- North American box art
- Developers: Capcom Production Studio 4; Nude Maker;
- Publisher: Capcom
- Director: Hifumi Kono
- Producer: Atsushi Inaba
- Artist: Sawaki Takeyasu
- Composer: Masafumi Takada
- Platform: Xbox
- Release: JP: February 26, 2004; NA: February 26, 2004; EU: March 26, 2004;
- Genre: Vehicle simulation
- Mode: Multiplayer

= Steel Battalion: Line of Contact =

2004 video game

 is a 2004 video game created by Capcom for the original Xbox. It is the online-only (via the Xbox Live broadband gaming service) sequel to Capcom's Steel Battalion (2002). The game was jointly developed by Capcom Production Studio 4 and Nude Maker. Gameplay is similar to that of the previous Steel Battalion game, utilizing the same two-joystick, three-pedal, four-button controller.

In the game, players engage in mechanized combat using "Vertical Tanks", the game terminology for very large, bipedal combat platforms. Vertical Tanks (VTs) are fictional vehicles that range in height from 8–15 meters. In the game's fictional universe, they have become the platform of choice for future combat in the year 2084.

» Problem
Answer these questions using the text on Steel Battalion: Line of Contact.
1. Who directed the game?
2. What controller does the game use?
3. In what year is the game's fictional universe set?

(Collected data entries)
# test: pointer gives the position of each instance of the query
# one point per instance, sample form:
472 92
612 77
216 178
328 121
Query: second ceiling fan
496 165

» Task response
1. Hifumi Kono
2. The same two-joystick, three-pedal, four-button controller as the previous Steel Battalion game
3. 2084